#### WHAT THIS TASK INVOLVES:
Rewrite the lines of the listing below as a JSON array of strings, one string per line and no blank lines, starting at the line containing "Please identify the green foliage" and ending at the line containing "<point>210,221</point>", both included.
========================================
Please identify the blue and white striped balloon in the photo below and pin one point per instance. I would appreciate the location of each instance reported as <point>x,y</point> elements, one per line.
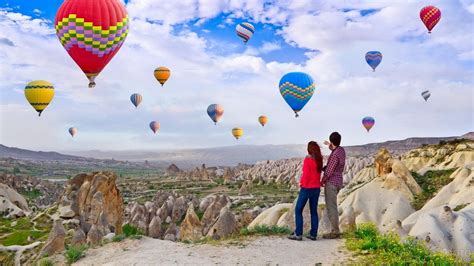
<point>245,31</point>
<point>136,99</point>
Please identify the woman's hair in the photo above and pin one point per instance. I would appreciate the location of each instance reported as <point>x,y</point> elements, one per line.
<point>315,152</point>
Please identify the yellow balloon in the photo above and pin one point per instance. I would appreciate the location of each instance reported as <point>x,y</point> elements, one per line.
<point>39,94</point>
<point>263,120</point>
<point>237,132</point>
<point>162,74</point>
========================================
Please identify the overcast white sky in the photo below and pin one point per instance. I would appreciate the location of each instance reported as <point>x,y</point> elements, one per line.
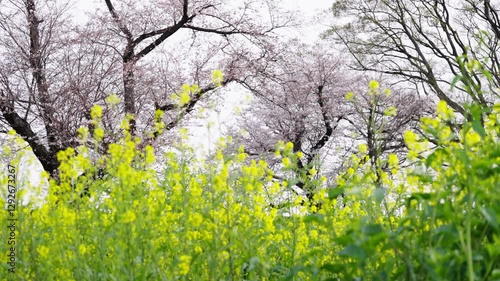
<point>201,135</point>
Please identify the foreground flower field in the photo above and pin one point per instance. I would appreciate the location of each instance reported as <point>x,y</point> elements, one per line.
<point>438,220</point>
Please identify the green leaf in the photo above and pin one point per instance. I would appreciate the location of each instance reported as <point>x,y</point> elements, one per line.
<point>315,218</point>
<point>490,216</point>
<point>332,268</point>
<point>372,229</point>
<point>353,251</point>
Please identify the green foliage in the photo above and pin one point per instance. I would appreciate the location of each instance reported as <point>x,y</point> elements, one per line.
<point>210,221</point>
========================================
#### REPLY TO THE EXERCISE:
[
  "Please identify the green foliage in the photo above and pin one point per instance. I would appreciate the location of each instance reported as <point>x,y</point> elements, one per line.",
  "<point>210,221</point>"
]